Last year, the southern Japanese city of Susaki created a position — honorary tourism ambassador — for a real-life otter with a large social media following.

So far, so cute.

Then Chiitan, an unsanctioned mascot based on the otter, began staging dangerous and non-child-friendly stunts around town, like swinging a weed whacker and tipping over a car. And some residents began confusing Chiitan with the city’s official mascot, Shinjokun, who is also modeled on an otter but is considerably more risk-averse.

Chiitan’s darkest moment may be a video titled “Chiitan going to visit your house,” in which the mascot silently removes a baseball bat from a locker, slips it into its costume and walks off camera.

After receiving more than 100 calls from around Japan about Chiitan’s behavior, the city declined last week to renew the real otter’s honorary tourism ambassador contract. But posts about Chiitan being “fired” (the mascot and the real otter have the same name) have since gone viral on social media, incorrectly implying that the city had officially sanctioned the rogue mascot’s cheeky antics.

EXERCISE TASKS:
1. Retype everything in the otter mascot article from "Then Chiitan, an" down to "considerably more risk-averse.".
2. Continue the article about the Susaki otter mascot from the point where it stops.

SOURCE MATERIAL:

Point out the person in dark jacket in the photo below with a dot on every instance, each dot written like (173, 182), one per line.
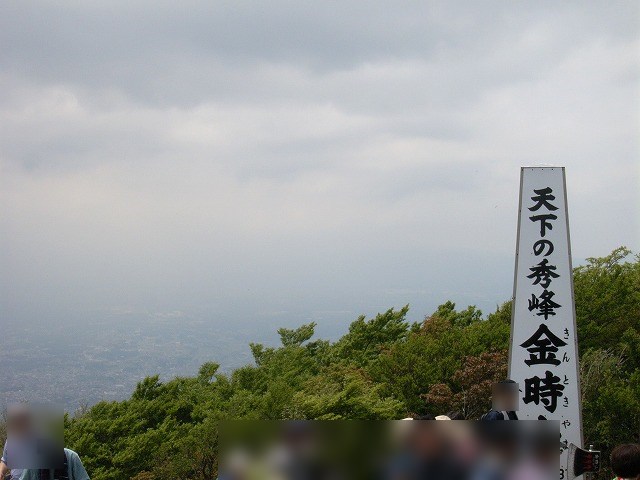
(505, 402)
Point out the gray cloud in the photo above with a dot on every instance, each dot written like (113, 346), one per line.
(301, 156)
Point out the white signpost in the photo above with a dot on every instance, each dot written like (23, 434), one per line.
(543, 353)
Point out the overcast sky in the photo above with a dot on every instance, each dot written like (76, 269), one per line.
(275, 158)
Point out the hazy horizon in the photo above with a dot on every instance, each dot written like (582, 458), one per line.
(228, 163)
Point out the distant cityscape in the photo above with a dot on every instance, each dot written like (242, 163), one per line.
(104, 360)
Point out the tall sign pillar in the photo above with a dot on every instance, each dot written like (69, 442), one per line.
(543, 353)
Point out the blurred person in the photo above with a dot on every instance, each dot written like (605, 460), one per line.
(455, 415)
(504, 401)
(625, 461)
(498, 443)
(34, 449)
(71, 469)
(425, 453)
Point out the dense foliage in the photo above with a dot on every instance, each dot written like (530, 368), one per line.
(382, 368)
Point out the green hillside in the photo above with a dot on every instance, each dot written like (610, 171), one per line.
(382, 368)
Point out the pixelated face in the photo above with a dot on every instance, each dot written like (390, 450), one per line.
(34, 437)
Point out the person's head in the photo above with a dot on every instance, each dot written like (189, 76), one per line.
(625, 461)
(505, 395)
(19, 420)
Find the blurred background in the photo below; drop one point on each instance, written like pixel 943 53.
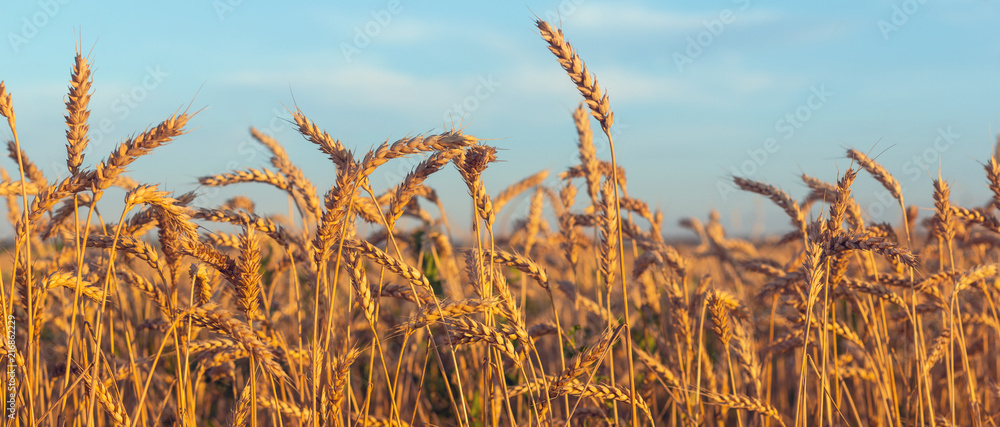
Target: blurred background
pixel 700 91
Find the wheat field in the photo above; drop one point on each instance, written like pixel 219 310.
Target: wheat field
pixel 169 313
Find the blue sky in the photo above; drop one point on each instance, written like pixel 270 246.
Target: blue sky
pixel 700 90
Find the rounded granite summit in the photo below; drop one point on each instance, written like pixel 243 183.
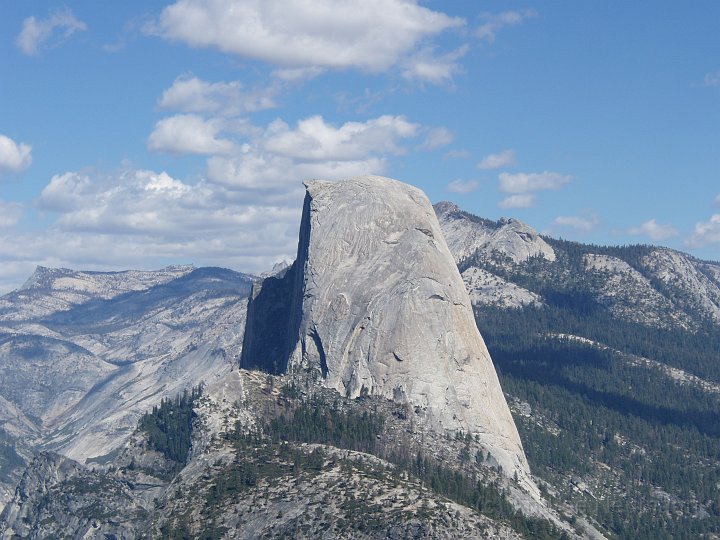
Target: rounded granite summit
pixel 378 307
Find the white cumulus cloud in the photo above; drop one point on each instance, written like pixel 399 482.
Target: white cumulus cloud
pixel 10 213
pixel 313 148
pixel 188 134
pixel 523 200
pixel 372 36
pixel 705 233
pixel 193 95
pixel 495 22
pixel 14 157
pixel 37 32
pixel 527 182
pixel 315 139
pixel 437 138
pixel 426 65
pixel 141 218
pixel 506 158
pixel 654 230
pixel 585 223
pixel 463 186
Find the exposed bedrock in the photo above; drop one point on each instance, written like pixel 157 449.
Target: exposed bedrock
pixel 374 301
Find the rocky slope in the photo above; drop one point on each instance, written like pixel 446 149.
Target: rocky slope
pixel 241 484
pixel 507 264
pixel 608 356
pixel 468 236
pixel 377 307
pixel 83 355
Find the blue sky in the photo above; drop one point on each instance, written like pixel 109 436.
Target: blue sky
pixel 140 134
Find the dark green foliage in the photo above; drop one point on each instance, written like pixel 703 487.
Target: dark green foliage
pixel 321 422
pixel 318 423
pixel 169 426
pixel 656 432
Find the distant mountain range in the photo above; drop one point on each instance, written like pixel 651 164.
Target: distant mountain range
pixel 609 358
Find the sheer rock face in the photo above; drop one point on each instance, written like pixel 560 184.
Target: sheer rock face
pixel 377 304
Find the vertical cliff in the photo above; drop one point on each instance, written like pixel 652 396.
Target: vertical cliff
pixel 375 303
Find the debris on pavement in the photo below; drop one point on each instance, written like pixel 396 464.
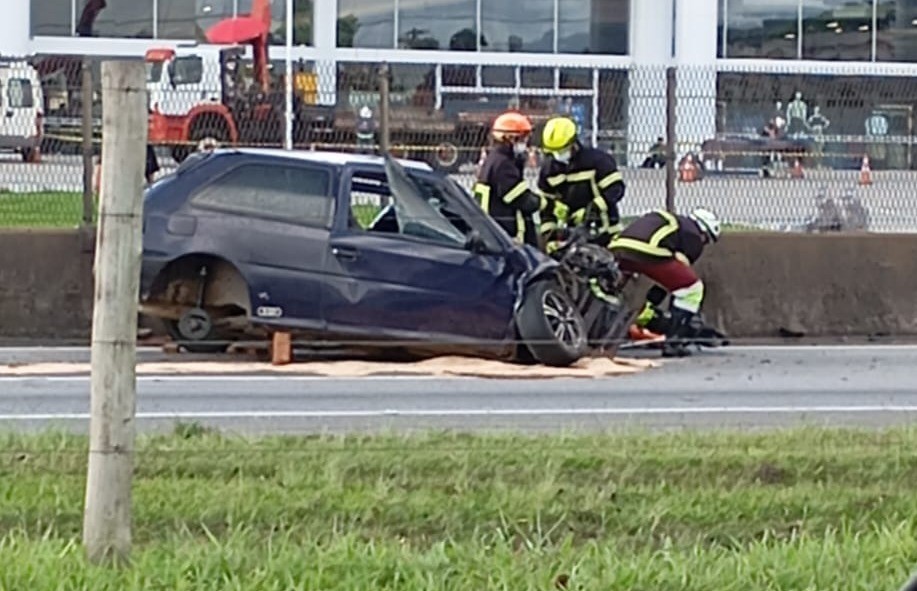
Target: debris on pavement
pixel 444 367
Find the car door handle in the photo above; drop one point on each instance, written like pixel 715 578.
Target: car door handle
pixel 347 254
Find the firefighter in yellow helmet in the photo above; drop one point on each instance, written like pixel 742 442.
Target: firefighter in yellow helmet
pixel 501 188
pixel 582 184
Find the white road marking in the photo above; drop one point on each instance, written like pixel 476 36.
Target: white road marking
pixel 224 377
pixel 509 412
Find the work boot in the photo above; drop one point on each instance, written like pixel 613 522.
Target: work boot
pixel 678 330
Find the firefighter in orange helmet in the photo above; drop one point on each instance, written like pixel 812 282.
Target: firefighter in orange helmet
pixel 501 188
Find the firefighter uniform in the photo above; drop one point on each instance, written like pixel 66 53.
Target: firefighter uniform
pixel 591 178
pixel 664 247
pixel 504 194
pixel 659 236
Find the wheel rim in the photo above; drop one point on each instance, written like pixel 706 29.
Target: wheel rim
pixel 195 325
pixel 563 319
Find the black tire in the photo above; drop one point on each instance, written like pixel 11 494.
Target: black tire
pixel 208 342
pixel 551 326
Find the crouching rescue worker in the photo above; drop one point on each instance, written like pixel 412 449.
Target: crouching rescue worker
pixel 663 247
pixel 582 185
pixel 501 188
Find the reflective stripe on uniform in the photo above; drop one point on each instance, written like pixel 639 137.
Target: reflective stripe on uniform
pixel 482 192
pixel 689 298
pixel 615 177
pixel 516 192
pixel 520 227
pixel 651 246
pixel 646 315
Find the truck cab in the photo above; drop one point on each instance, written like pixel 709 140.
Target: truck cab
pixel 21 109
pixel 179 80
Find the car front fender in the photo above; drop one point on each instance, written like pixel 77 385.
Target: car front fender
pixel 541 270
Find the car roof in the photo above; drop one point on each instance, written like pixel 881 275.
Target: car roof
pixel 326 157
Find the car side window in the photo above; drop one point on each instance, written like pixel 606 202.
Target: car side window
pixel 373 208
pixel 295 194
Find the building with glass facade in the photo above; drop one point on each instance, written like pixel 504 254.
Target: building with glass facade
pixel 740 60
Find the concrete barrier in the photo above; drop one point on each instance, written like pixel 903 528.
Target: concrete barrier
pixel 46 289
pixel 820 285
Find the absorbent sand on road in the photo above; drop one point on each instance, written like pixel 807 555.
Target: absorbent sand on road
pixel 442 367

EXPECTED RESULTS:
1.
Then Chiitan, an unsanctioned mascot based on the otter, began staging dangerous and non-child-friendly stunts around town, like swinging a weed whacker and tipping over a car. And some residents began confusing Chiitan with the city’s official mascot, Shinjokun, who is also modeled on an otter but is considerably more risk-averse.

2.
Susaki’s public relations dilemma highlights a trend that may be unique to Japan: As more municipalities sponsor official mascots, unsanctioned spinoffs are proliferating — with mixed results.

“I suppose it illustrates how the world of mascots is constantly evolving in fun and unpredictable ways,” said Chris Carlier, a British writer in Tokyo who runs the website and Twitter feed Mondo Mascots.

“Also, it shows the contrast between government-approved city mascots like Shinjokun, who are expected to behave themselves, and independent characters like Chiitan, who can be as anarchic and outrageous as they want,” he added.

Mascots, or “yuru-chara,” are sponsored by municipalities and companies in Japan and tend to promote specific cities or regions. Compared with American mascots, the Kanagawa University sociologist Jillian Rae Suter wrote in a 2016 study, “these characters are cuter, more popular and more abundant.”

In one sign of their popularity, Ms. Suter wrote, the number of entrants in Japan’s annual Yuru-Chara Grand Prix rose to 1,727 in 2015 from 348 in 2011, the event’s inaugural year.

Mr. Carlier said unofficial mascots have been around for about a decade in Japan and that many cities and towns welcome the attention. He said Funassyi, the unofficial mascot of Funabashi City, for example, has been a “big tourism draw.”

Unofficial mascots don’t always make their city governments proud, however.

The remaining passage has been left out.